Please quote all of the data below verbatim.

[Contour labeling items]
============

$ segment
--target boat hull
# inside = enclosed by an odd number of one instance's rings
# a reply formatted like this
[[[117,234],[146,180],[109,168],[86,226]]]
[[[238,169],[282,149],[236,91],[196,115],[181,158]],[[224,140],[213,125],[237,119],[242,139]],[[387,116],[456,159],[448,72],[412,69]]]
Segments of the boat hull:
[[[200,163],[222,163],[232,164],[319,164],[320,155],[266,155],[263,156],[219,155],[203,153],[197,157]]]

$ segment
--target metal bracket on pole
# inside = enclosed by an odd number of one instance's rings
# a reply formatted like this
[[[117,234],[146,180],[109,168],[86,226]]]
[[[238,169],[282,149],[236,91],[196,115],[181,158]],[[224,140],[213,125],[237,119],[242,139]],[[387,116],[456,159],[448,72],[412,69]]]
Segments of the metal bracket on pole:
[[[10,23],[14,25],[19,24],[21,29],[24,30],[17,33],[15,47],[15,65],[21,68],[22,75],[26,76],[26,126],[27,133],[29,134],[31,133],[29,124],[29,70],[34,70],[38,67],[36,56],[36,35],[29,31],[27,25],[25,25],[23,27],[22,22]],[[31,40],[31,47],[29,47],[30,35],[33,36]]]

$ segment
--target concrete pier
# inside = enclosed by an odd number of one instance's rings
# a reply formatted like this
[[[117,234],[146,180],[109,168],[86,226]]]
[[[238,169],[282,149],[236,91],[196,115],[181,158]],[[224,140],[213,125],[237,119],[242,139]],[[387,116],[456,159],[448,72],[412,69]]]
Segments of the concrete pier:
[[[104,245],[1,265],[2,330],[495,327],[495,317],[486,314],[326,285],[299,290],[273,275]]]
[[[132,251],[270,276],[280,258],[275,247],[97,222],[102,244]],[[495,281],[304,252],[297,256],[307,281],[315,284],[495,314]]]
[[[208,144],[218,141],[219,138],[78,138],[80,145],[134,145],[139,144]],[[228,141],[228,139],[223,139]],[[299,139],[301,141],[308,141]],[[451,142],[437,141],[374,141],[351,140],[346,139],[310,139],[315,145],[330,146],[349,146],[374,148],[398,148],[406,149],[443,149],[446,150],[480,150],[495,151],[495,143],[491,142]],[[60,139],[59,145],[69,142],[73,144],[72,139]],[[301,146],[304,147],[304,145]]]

============

| Correct answer |
$ segment
--target boat hull
# inside = enclosed by an odd number of one instance's rings
# a reply formatted like this
[[[117,234],[146,180],[109,168],[86,226]]]
[[[238,169],[282,149],[236,91],[196,115],[181,158]],[[224,140],[213,125],[237,119],[242,139]],[[387,116],[456,159],[448,72],[412,69]]]
Segments of the boat hull:
[[[200,163],[222,163],[232,164],[319,164],[320,155],[266,155],[263,156],[219,155],[203,153],[197,157]]]

$ segment
--target metal bracket on pole
# inside = enclosed by an odd number of one instance's rings
# a reply formatted like this
[[[117,234],[146,180],[109,168],[86,226]]]
[[[238,169],[282,149],[236,91],[196,115],[181,158]],[[224,140],[213,125],[237,119],[242,139]],[[387,116],[456,159],[448,72],[412,69]]]
Segments of the metal bracket on pole:
[[[10,23],[14,25],[19,24],[21,29],[24,30],[17,33],[15,47],[15,65],[21,68],[22,75],[26,76],[26,126],[27,133],[29,134],[31,133],[29,124],[29,70],[34,70],[38,67],[36,56],[36,35],[29,31],[27,25],[25,25],[23,27],[22,22]],[[31,40],[31,47],[29,47],[30,35],[33,36]]]

$ segment
--target concrete pier
# inside = enclosed by an odd number of one instance's rings
# a reply formatted like this
[[[117,234],[146,180],[109,168],[86,226]]]
[[[238,169],[282,149],[236,91],[196,115],[181,158]],[[224,140],[213,125],[237,119],[242,139]],[[387,116],[456,159],[448,72],[412,69]]]
Segments of the concrete pier:
[[[104,245],[1,265],[2,330],[495,327],[495,317],[486,314],[326,285],[299,290],[273,275]]]
[[[132,251],[270,276],[280,258],[275,247],[97,222],[102,244]],[[495,281],[304,252],[297,256],[307,281],[315,284],[495,314]]]
[[[208,144],[218,141],[219,138],[78,138],[80,145],[134,145],[139,144]],[[228,141],[228,139],[223,139]],[[299,139],[301,141],[308,141]],[[451,142],[437,141],[374,141],[351,140],[346,139],[310,139],[315,145],[330,146],[349,146],[374,148],[398,148],[406,149],[443,149],[446,150],[480,150],[495,151],[495,143],[491,142]],[[60,139],[59,145],[69,142],[73,144],[72,139]],[[301,146],[304,147],[304,145]]]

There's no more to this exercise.